___ DOCUMENT PASSAGE

Ken and Robin Consume Media: Three Colours and Ken’s New Queen of Crime
September 13th, 2022 | Robin
Ken and Robin Consume Media is brought to you by the discriminating and good-looking backers of the Ken and Robin Talk About Stuff Patreon. Each week we provide capsule reviews of the books, movies, TV seasons and more we cram into our hyper-analytical sensoriums. Join the Patreon to help pick the items we’ll talk about in greater depth on a little podcast segment we like to call Tell Me More.

______
___ SUPPLIED DATA

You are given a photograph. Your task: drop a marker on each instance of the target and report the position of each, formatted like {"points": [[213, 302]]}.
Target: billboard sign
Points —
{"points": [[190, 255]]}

______

__TASK__: Return the stretch of the Ken and Robin Consume Media post from "Ken and Robin Consume Media: Three" through "Tell Me More.", copied exactly.

__WORKED SOLUTION__:
Ken and Robin Consume Media: Three Colours and Ken’s New Queen of Crime
September 13th, 2022 | Robin
Ken and Robin Consume Media is brought to you by the discriminating and good-looking backers of the Ken and Robin Talk About Stuff Patreon. Each week we provide capsule reviews of the books, movies, TV seasons and more we cram into our hyper-analytical sensoriums. Join the Patreon to help pick the items we’ll talk about in greater depth on a little podcast segment we like to call Tell Me More.